• Task details: Repeat the data below word for word, leaving out the pictures.

━━ Record excerpts ━━

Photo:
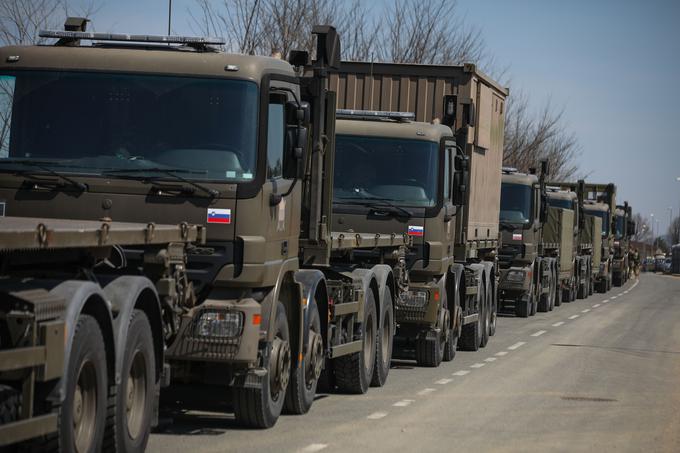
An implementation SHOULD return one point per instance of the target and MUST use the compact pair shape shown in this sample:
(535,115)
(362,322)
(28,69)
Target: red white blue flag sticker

━━━

• Result of this task:
Photo:
An implementation SHOULD return one point per instance of the target and MUST use the compact pair shape shown in this sample:
(535,115)
(362,322)
(28,69)
Target: red white blue flag sticker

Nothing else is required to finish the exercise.